<<<<
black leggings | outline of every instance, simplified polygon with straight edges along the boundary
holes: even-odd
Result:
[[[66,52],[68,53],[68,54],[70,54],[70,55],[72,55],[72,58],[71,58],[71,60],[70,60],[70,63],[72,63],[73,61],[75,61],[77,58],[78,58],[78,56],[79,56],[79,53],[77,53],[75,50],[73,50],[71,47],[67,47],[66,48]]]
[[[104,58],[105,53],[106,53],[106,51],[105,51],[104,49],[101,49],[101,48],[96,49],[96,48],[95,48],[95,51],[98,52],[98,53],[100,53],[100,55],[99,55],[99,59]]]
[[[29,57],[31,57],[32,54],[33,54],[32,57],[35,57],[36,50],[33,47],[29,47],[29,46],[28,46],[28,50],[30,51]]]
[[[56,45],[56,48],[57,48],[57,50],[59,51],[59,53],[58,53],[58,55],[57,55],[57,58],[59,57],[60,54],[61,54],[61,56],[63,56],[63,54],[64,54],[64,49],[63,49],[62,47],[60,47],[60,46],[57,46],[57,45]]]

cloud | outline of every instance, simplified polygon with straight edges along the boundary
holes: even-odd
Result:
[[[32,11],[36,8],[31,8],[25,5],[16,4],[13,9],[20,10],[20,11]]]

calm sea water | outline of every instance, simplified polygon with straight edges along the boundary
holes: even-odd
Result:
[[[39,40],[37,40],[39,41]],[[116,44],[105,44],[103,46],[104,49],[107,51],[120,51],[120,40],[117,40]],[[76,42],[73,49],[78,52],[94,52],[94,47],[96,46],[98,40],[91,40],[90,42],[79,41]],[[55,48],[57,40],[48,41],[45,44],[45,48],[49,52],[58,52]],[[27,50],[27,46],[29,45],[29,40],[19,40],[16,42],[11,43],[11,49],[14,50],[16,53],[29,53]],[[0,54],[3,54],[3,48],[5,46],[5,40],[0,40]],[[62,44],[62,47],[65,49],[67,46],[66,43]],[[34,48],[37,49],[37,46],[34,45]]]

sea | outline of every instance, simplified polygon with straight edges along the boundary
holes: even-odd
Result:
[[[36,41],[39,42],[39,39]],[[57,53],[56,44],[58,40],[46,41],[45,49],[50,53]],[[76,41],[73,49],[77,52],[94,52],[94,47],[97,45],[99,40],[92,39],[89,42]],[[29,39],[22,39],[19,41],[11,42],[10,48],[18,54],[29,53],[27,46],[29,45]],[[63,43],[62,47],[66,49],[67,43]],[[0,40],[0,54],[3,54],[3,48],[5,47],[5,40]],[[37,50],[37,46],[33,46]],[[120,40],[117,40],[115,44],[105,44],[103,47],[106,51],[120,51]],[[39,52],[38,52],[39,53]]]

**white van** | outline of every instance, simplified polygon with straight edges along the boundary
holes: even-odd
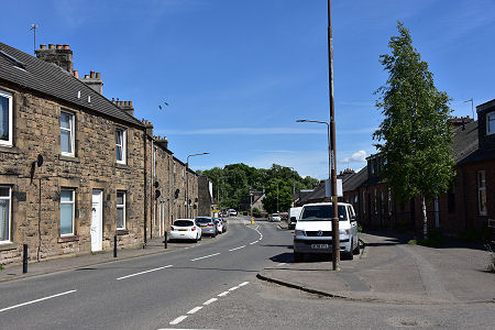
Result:
[[[301,210],[302,210],[302,207],[290,208],[290,210],[289,210],[289,219],[287,221],[287,224],[288,224],[289,229],[296,228],[296,222],[297,222],[297,219],[299,219]]]
[[[360,253],[358,221],[352,205],[339,202],[340,252],[349,258]],[[294,261],[299,262],[306,253],[332,253],[331,202],[308,204],[302,207],[294,231]]]

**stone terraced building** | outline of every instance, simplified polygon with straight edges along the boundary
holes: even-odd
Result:
[[[197,199],[196,173],[186,185],[185,164],[131,101],[102,96],[100,74],[79,79],[68,45],[36,57],[0,43],[0,264],[20,263],[23,244],[33,262],[162,237],[185,186]]]

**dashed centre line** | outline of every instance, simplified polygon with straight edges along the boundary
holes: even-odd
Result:
[[[144,272],[140,272],[140,273],[135,273],[135,274],[122,276],[122,277],[119,277],[119,278],[116,278],[116,279],[117,279],[117,280],[119,280],[119,279],[124,279],[124,278],[129,278],[129,277],[142,275],[142,274],[146,274],[146,273],[151,273],[151,272],[156,272],[156,271],[160,271],[160,270],[169,268],[169,267],[173,267],[173,266],[174,266],[174,265],[167,265],[167,266],[163,266],[163,267],[158,267],[158,268],[153,268],[153,270],[148,270],[148,271],[144,271]]]
[[[211,302],[215,302],[215,301],[217,301],[217,300],[218,300],[218,298],[211,298],[210,300],[206,300],[205,302],[202,302],[202,305],[208,306],[208,305],[210,305]]]
[[[207,257],[216,256],[216,255],[219,255],[219,254],[220,254],[220,252],[219,253],[213,253],[213,254],[210,254],[210,255],[205,255],[205,256],[191,258],[190,261],[197,261],[197,260],[201,260],[201,258],[207,258]]]
[[[242,246],[239,246],[239,248],[230,249],[229,251],[235,251],[235,250],[244,249],[244,248],[245,248],[245,245],[242,245]]]
[[[26,306],[26,305],[40,302],[40,301],[43,301],[43,300],[52,299],[52,298],[55,298],[55,297],[68,295],[68,294],[75,293],[75,292],[77,292],[77,290],[69,290],[69,292],[65,292],[65,293],[62,293],[62,294],[56,294],[56,295],[53,295],[53,296],[50,296],[50,297],[44,297],[44,298],[40,298],[40,299],[28,301],[28,302],[22,302],[22,304],[15,305],[15,306],[10,306],[10,307],[0,309],[0,312],[9,310],[9,309],[14,309],[14,308],[18,308],[18,307]]]
[[[173,321],[170,322],[170,324],[172,324],[172,326],[178,324],[178,323],[180,323],[182,321],[184,321],[185,319],[187,319],[187,315],[179,316],[178,318],[176,318],[175,320],[173,320]]]
[[[195,307],[195,308],[193,308],[191,310],[189,310],[187,314],[195,314],[195,312],[197,312],[198,310],[200,310],[201,308],[202,308],[202,306]]]

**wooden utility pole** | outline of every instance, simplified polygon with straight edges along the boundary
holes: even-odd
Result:
[[[329,176],[332,184],[332,267],[340,271],[340,239],[339,239],[339,210],[337,198],[337,166],[336,166],[336,108],[333,102],[333,37],[331,20],[331,0],[328,0],[328,78],[330,89],[330,168]]]

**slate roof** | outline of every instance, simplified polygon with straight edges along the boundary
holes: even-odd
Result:
[[[38,59],[3,43],[0,43],[0,79],[127,123],[143,127],[141,121],[121,110],[117,105],[59,66]],[[80,91],[80,98],[77,97],[78,91]],[[88,102],[88,96],[90,102]]]

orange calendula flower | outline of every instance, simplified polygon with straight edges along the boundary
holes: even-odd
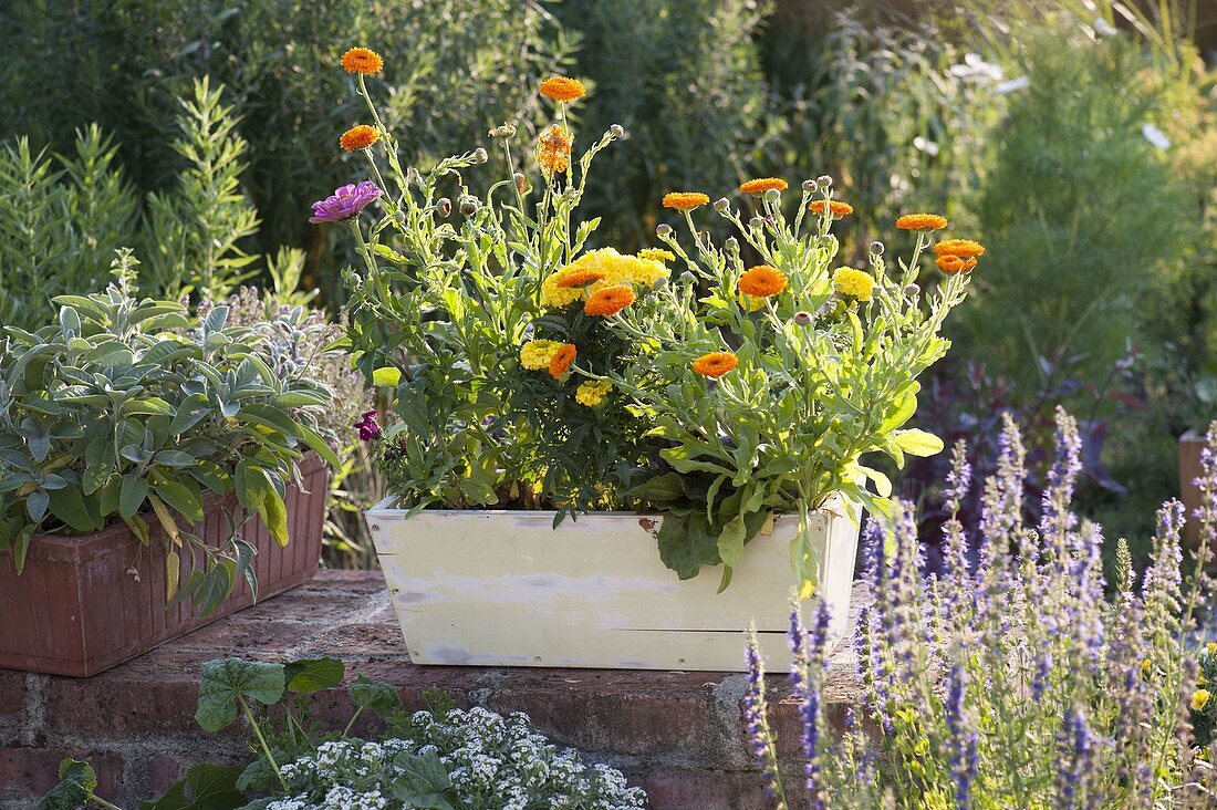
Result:
[[[560,287],[585,287],[589,284],[602,280],[604,270],[583,269],[568,267],[557,273],[557,286]]]
[[[786,274],[775,267],[761,264],[740,276],[740,292],[758,298],[768,298],[786,289]]]
[[[663,195],[663,207],[677,211],[692,211],[710,205],[710,196],[701,191],[671,191]]]
[[[380,73],[385,67],[385,60],[380,54],[368,48],[352,48],[342,55],[342,68],[347,73]]]
[[[537,141],[537,162],[545,175],[561,174],[571,167],[571,144],[573,138],[554,124]]]
[[[734,352],[711,352],[692,362],[692,370],[702,376],[719,378],[740,364]]]
[[[565,76],[551,76],[540,83],[540,94],[554,101],[574,101],[588,94],[583,82]]]
[[[817,216],[824,216],[825,202],[828,202],[829,213],[834,217],[848,217],[853,213],[853,206],[848,202],[842,202],[840,200],[814,200],[807,203],[807,210]]]
[[[634,289],[626,285],[618,284],[617,286],[605,287],[604,290],[598,290],[587,303],[583,305],[583,312],[589,315],[604,315],[605,318],[610,315],[616,315],[618,312],[634,303]]]
[[[342,133],[342,138],[338,139],[338,144],[348,152],[353,152],[357,149],[368,149],[378,140],[380,133],[376,132],[375,127],[359,124],[358,127],[352,127],[347,132]]]
[[[936,213],[907,213],[896,220],[896,227],[901,230],[942,230],[947,227],[947,218]]]
[[[972,258],[975,256],[983,256],[985,246],[970,239],[944,239],[933,246],[933,252],[938,256]]]
[[[748,180],[747,183],[741,184],[740,191],[742,191],[744,194],[761,195],[768,191],[769,189],[785,191],[789,188],[790,184],[783,180],[781,178],[762,177],[757,178],[756,180]]]
[[[549,374],[555,380],[562,378],[571,369],[571,363],[579,354],[579,350],[574,347],[574,343],[562,343],[554,352],[554,359],[549,362]]]
[[[963,256],[940,256],[938,261],[935,262],[938,269],[943,273],[970,273],[976,267],[975,258],[966,258]]]

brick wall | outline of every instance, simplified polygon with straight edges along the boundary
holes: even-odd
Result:
[[[209,734],[195,724],[200,665],[321,655],[343,659],[352,678],[397,685],[410,708],[437,687],[465,706],[523,711],[555,742],[621,767],[654,808],[765,806],[744,734],[744,675],[414,666],[381,576],[331,571],[92,678],[0,670],[0,810],[32,808],[63,756],[90,758],[99,795],[129,809],[195,762],[239,761],[240,730]],[[829,691],[837,720],[853,671],[848,649],[840,650]],[[773,678],[770,689],[783,748],[793,750],[798,720],[785,680]],[[350,716],[343,692],[314,703],[329,726]]]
>>>>
_THE REQUEST:_ Can you write out the data word for word, beginning at the line that has "brick wall |" and stopping after the last line of the data?

_WRITTEN SOLUTION:_
brick wall | outline of every instance, simplified polygon with straight edges along the boundary
holes: even-odd
Result:
[[[209,734],[195,724],[200,665],[321,655],[343,659],[352,678],[397,685],[410,708],[437,687],[465,706],[523,711],[555,742],[621,767],[654,808],[765,806],[744,734],[744,675],[414,666],[381,576],[331,571],[92,678],[0,670],[0,810],[32,808],[63,756],[90,758],[99,795],[129,809],[195,762],[239,761],[240,730]],[[829,691],[837,720],[853,671],[848,649],[840,650]],[[773,678],[770,689],[783,748],[793,750],[798,720],[785,680]],[[350,716],[343,692],[314,703],[329,726]]]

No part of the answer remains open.